While pop-ups may be seen by some as intrusive and annoying, countless studies and tests have shown they can be effective. There a few things you need to get right to create an effective pop-up opt-in that doesn’t run off your audience:

  • The right value offer
  • A strong call to action
  • Timing

Timing is one to pay attention to. A pop-up opt-in that shows as a reader finishes an article, or around 3/4 of the page scrolled, is far more likely to convert than one that triggers on every page of the site as soon as a visitor arrives.

Some sites only show lightbox opt-ins that trigger when a user shows exit-intent (moving the mouse cursor outside the browser area). New York Times best-selling author, Neil Patel, tested opt-ins with exit-intent and was able to increase conversions by 46%.

Experiment with the message and timing of lightbox opt-ins to find what brings the highest conversion of new subscribers.

Chapter 4

Step 3: Select the type of campaigns you want to send

There are a number of different types of email campaigns marketers like you can send to subscribers, and the type you choose really depends on the goals you established in Step 1.

MATERIAL SUPPLIED:
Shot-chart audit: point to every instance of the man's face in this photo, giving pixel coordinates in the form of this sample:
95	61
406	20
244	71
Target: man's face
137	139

CHALLENGES:
1. Answer these from the text on pop-up opt-ins:
(a) How far down the page is a pop-up opt-in far more likely to convert?
(b) By what percentage did Neil Patel increase conversions with exit-intent opt-ins?
(c) What does the type of email campaign chosen depend on?
2. Repeat the text on pop-up opt-ins between "While pop-ups may" and "a visitor arrives.", inclusive, with "readers" in place of "audience".

EXPECTED ANSWERS:
1.
(a) Around 3/4 of the page scrolled, or as a reader finishes an article.
(b) 46%.
(c) The goals established in Step 1.

2.
While pop-ups may be seen by some as intrusive and annoying, countless studies and tests have shown they can be effective. There a few things you need to get right to create an effective pop-up opt-in that doesn’t run off your readers:

  • The right value offer
  • A strong call to action
  • Timing

Timing is one to pay attention to. A pop-up opt-in that shows as a reader finishes an article, or around 3/4 of the page scrolled, is far more likely to convert than one that triggers on every page of the site as soon as a visitor arrives.